• [Quoted passage]:
-=-=-
Crying Over Spilled Milk

It was fajitas and a hamburger at Chili’s on that first one back in 1996- you know Chili’s- the restaurant for lovers.

It was fajitas and a hamburger at Chili’s on that first one back in 1996- you know Chili’s- the restaurant for lovers. “Always date each other,” we were told, so I just assumed everyone else did. At least once a week, almost religiously, for 20 years Tiffanni and I have dated. Chili’s, ball games, picnics, food courts, movies, ballets, drive-ins, state parks, the theater, concerts, day drives, Christmas light looking, lakes, malls, lots of dang malls [sigh], Walmarts, skating rinks, museums, we dated. It was always my job to be the date planner. I think I assumed the role and went with it. I need variety and choices by personality, so dates were always an adventure. From geo-caching at a state park to an NHL Hockey game on our first anniversary (not sure what I was thinking), a random adventure was always a possibility.

Dates have changed a little lately. We still do them, but the random has turned in to the routine. Not out of boredom or laziness, but out of simplicity and necessity. There are only so many things that you can do with our mobility challenges, and quite possibly, I think we turned old overnight. So Fridays are Date Days and it’s Dairy Queen and a movie. Not some Fridays, every Friday. Dairy Queen offers the convenience of close proximity to the movies (where we get our variety) and Tiffanni loves the chicken fingers. To be honest, I eat the average food to get to dessert. We love our blizzards.

A few weeks ago we were at Dairy Queen and a couple of older ladies noticed us. I thought they were staring because I was feeding Tiffanni each bite (which is pretty common- both), but finally one looked at me and said, “Is your name Jeremy?” I responded with, “Yes”, to which they began to tell me about their church that I happened to preach in a few months before. They said they enjoyed it, but really, is there anything else that you could say sitting at the next table at Dairy Queen? “Listen Jeremy, you’re going to have to step it up. You can’t exegete scripture very well and you need some help closing- like do it a lot sooner.” So we chatted about the church and my family. Eventually, as old people do, they asked the inevitable question. “If you don’t mind me asking, what’s wrong with Tiffanni?”
-=-=-
Data items:
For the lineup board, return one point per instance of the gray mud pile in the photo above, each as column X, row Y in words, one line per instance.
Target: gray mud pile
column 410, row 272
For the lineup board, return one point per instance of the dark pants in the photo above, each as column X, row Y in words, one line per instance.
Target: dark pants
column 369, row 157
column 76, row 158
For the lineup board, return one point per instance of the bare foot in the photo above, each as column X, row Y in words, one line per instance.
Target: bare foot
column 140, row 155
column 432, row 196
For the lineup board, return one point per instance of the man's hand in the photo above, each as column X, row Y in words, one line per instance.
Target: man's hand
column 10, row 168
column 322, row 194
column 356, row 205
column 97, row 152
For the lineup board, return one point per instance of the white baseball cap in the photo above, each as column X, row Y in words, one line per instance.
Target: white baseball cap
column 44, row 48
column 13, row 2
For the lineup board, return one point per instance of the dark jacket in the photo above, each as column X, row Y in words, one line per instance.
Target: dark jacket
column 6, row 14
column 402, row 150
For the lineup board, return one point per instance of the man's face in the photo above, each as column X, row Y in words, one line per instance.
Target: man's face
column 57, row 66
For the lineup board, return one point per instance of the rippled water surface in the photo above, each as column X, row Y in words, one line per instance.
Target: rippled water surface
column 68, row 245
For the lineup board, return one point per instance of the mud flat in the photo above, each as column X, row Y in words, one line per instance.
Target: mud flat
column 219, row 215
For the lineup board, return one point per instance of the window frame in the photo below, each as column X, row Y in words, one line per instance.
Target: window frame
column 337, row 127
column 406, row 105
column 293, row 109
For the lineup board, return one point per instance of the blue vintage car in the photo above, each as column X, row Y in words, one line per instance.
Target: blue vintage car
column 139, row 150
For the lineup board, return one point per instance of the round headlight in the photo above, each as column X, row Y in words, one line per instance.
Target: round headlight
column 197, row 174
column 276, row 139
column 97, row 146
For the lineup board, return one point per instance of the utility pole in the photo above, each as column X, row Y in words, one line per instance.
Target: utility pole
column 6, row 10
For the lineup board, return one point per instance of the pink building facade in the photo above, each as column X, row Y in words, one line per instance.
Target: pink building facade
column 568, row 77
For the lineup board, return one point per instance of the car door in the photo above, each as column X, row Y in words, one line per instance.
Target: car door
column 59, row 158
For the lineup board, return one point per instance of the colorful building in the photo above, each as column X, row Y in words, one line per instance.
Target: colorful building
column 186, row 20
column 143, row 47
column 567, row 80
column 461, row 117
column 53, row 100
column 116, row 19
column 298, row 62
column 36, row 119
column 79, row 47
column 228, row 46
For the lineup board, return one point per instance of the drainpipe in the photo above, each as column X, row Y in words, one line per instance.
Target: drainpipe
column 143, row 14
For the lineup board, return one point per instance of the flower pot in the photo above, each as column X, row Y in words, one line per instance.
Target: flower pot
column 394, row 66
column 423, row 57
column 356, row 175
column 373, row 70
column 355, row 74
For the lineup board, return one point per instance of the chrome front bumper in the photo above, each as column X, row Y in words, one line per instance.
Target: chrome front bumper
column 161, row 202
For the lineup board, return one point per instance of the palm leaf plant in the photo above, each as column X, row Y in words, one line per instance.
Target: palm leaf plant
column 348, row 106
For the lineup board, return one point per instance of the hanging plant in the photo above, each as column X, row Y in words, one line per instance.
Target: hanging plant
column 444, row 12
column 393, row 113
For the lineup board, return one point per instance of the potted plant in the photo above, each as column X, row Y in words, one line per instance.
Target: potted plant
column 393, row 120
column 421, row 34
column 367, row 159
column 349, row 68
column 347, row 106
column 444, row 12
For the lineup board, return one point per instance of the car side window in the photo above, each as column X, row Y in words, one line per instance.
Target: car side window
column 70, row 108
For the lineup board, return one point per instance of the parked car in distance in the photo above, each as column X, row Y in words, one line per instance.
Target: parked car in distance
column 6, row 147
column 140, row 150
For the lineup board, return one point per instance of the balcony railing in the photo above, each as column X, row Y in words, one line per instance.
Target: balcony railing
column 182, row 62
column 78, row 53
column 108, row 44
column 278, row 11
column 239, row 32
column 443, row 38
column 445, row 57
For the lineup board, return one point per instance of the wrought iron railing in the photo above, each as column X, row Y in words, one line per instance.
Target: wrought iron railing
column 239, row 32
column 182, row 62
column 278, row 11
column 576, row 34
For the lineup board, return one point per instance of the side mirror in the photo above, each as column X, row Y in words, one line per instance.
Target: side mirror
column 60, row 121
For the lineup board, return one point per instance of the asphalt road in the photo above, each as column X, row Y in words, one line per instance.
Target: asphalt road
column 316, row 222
-=-=-
• [Exercise details]:
Please repeat the date-night essay word for word, starting at "Dates have changed" and ending at "love our blizzards.". The rows aren't needed here.

• [Exercise result]:
Dates have changed a little lately. We still do them, but the random has turned in to the routine. Not out of boredom or laziness, but out of simplicity and necessity. There are only so many things that you can do with our mobility challenges, and quite possibly, I think we turned old overnight. So Fridays are Date Days and it’s Dairy Queen and a movie. Not some Fridays, every Friday. Dairy Queen offers the convenience of close proximity to the movies (where we get our variety) and Tiffanni loves the chicken fingers. To be honest, I eat the average food to get to dessert. We love our blizzards.